Document passage:
--------------------

On his website it is explained that Richard Osborn studied under and performed with Mr. Robbie (Basho) Robinson in the early 1970's. Some time after, he suffered an injury to his left hand that kept him from playing guitar (at least publicly) for some 20 years! It was around 1995 that he found enough strength had returned to his fretting hand to "rebuild his technique and approach". I can certainly sympathize with this kind of a setback, having myself had an operation to relocate my left Ulnar nerve a few years ago, I'm still not where I was with my own guitar technique back in 2000-2005 before the nerve got pinched. So I know what it is to rebuild one's technique and approach. I'm still at it . . .
ACK! the Genre listing says NEW AGE, but 'Giving Voice - Guitar Explorations' won't make you think of mushroom hallucinations or alien encounters. It falls more into the genre of just plain "Primitive Guitar", or "Guitar Soli". With Raga-based improvisational techniques, Richard lets his tunes set their own course, and nothing is rushed.
I like this album a lot and find it to be a relaxing, soothing, undemanding-to-the-listener meditative experience. It's a nice antidote to the urban-hubbub of our all too busy lives.

--------------------

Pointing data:
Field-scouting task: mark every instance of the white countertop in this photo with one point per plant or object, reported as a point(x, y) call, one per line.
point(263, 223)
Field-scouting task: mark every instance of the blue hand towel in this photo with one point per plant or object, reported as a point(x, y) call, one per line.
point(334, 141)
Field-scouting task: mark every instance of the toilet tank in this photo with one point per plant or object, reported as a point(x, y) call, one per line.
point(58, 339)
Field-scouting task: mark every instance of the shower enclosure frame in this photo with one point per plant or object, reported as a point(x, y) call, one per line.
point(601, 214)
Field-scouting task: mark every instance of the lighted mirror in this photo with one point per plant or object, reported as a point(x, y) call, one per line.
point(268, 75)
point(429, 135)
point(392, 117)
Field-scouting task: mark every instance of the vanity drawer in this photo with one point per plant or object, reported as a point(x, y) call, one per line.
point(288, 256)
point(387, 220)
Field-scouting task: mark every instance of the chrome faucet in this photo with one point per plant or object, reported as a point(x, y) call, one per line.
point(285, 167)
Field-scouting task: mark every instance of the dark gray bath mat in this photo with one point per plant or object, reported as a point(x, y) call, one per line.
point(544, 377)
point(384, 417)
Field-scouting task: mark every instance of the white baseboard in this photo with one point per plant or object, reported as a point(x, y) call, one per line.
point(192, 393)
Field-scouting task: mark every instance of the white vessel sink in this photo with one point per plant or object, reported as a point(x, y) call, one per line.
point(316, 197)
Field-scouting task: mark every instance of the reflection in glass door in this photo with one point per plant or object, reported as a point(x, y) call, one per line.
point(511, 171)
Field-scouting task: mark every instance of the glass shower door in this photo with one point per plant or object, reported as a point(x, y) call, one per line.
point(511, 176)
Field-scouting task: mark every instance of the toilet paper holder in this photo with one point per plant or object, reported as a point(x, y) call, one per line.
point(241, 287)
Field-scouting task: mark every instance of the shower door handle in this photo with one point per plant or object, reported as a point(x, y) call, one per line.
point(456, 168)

--------------------

Jobs:
a) According to the album review, around what year did Richard Osborn find that enough strength had returned to his fretting hand?
b) Reproduce the album review word for word, starting at "On his website" and ending at "still at it . . .".

The solutions:
a) Around 1995.

b)
On his website it is explained that Richard Osborn studied under and performed with Mr. Robbie (Basho) Robinson in the early 1970's. Some time after, he suffered an injury to his left hand that kept him from playing guitar (at least publicly) for some 20 years! It was around 1995 that he found enough strength had returned to his fretting hand to "rebuild his technique and approach". I can certainly sympathize with this kind of a setback, having myself had an operation to relocate my left Ulnar nerve a few years ago, I'm still not where I was with my own guitar technique back in 2000-2005 before the nerve got pinched. So I know what it is to rebuild one's technique and approach. I'm still at it . . .